_ACTIONS TO TAKE_.
#1 In the passage on Ben Henderson's striking, write out the stretch from "Read more: The" through "effective coming forward." again, switching each "kicks" to "strikes".
#2 In the passage on Ben Henderson's striking, who did Henderson brawl with for five wild seconds?
#3 Carry on the passage on Ben Henderson's striking from its last sentence.

_SELECTED PASSAGE_.
-=-=-

We’re going to have a look at those now.

Read more: The Striking of Gilbert Melendez

Positioning in Exchanges

It cannot be denied that Ben Henderson‘s greatest asset on the feet is his kicks, which are fast, powerful, and accurate. He used them to defeat the wrestling and boxing of Frankie Edgar and in their first bout did so with ease.

But no striker can win with kicks alone, and Ben is often forced to punch with opponents. Bendo’s hands are nothing to write home about. He has very little head movement when he boxes and telegraphs his punches pretty badly. Mixed with his varied kicking game, though, he can be quite effective coming forward.

Unfortunately, when Ben is not able to come forward, such as when he is backed up against the fence, or unable to clinch with his opponent once he’s backed them up into the fence, his ugly habit of getting drawn into reckless exchanges rears its head. You can watch just about any Ben Henderson fight and see at least one of these exchanges take place; he brawled for five wild seconds with Clay Guida when the Carpenter had his back to the wall; he slung leather with a superior striker in Anthony Pettis multiple times; recently he was dropped in just such an exchange by a man renowned for his lack of punching power. Let’s examine that last one.

1. Ben lunges with an uppercut. At the moment he throws it, Frankie is in a relatively solid stance, with his chin protected, neither leaned forward nor close enough for the upward trajectory of Bendo’s punch. This shows that Ben’s boxing is random at best.

2. Catching a clipping punch on the top of the head, Ben drags his rear foot up so that he is now in something of a southpaw stance, but his wild hook misses the target because he is not positioned correctly relative to his opponent.

-=-=-

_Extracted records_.
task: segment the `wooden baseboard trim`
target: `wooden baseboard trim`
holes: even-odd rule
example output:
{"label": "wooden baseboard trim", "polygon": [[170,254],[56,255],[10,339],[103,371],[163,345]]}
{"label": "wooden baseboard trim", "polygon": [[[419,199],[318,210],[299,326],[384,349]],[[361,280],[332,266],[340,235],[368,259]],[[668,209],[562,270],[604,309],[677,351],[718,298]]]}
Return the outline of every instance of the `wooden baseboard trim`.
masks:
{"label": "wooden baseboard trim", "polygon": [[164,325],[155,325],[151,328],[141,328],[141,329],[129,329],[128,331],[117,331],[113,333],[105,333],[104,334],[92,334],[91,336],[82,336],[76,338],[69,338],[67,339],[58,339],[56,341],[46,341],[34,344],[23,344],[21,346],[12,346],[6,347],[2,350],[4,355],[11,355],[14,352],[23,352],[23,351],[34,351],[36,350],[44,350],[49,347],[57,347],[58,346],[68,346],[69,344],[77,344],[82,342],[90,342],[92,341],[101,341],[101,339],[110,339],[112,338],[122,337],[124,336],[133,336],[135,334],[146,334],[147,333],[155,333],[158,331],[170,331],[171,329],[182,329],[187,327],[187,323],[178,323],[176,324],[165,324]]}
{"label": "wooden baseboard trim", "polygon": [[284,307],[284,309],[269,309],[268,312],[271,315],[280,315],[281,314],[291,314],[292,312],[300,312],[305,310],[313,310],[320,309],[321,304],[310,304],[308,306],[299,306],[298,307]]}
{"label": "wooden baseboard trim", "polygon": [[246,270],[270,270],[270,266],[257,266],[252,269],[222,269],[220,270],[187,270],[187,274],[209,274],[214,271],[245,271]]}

-=-=-

_ANSWERS BY ITEM_.
#1
Read more: The Striking of Gilbert Melendez

Positioning in Exchanges

It cannot be denied that Ben Henderson‘s greatest asset on the feet is his strikes, which are fast, powerful, and accurate. He used them to defeat the wrestling and boxing of Frankie Edgar and in their first bout did so with ease.

But no striker can win with strikes alone, and Ben is often forced to punch with opponents. Bendo’s hands are nothing to write home about. He has very little head movement when he boxes and telegraphs his punches pretty badly. Mixed with his varied kicking game, though, he can be quite effective coming forward.

#2 Clay Guida

#3
3. The positioning gets worse. At this point, Ben’s positioning can only be called “square.” He is in no position to receive a punch on the jaw, nor to give one, as he winds up his right once again. Unfortunately for Ben, Frankie has reset himself, briefly measures Ben with the jab, and prepares to slip and counter

4. Frankie’s right hand lands square on Bendo’s chin as yet another of the champ’s erratic punches misses, and he crumples to the canvas.

Henderson excels at long range and in the clinch. However, in mid-range, where boxing dominates, he struggles to fight with composure, which often causes him to get dropped. Unfortunately, Bendo’s chin isn’t the best, but his recovery and scrambling ability means that this is rarely a problem. Gilbert Melendez, on the other hand, just might have the power and the follow-up ground and pound to take full advantage of Henderson’s wild punching tendencies.

Evasive Movement

Movement can be an issue for Henderson. Though one might think that a man with legs like Bendo’s can move how-the-hell-ever he wants to, Henderson has sometimes struggled with equally fleet-footed or more aggressive strikers. It isn’t a question of speed or explosiveness. A few seconds of any Henderson fight will tell you that he moves well in a general sense. Benson is quick, explosive, agile, and he leaps into kicks with frightening effectiveness. Once again, however, he struggles when he is put on the back foot.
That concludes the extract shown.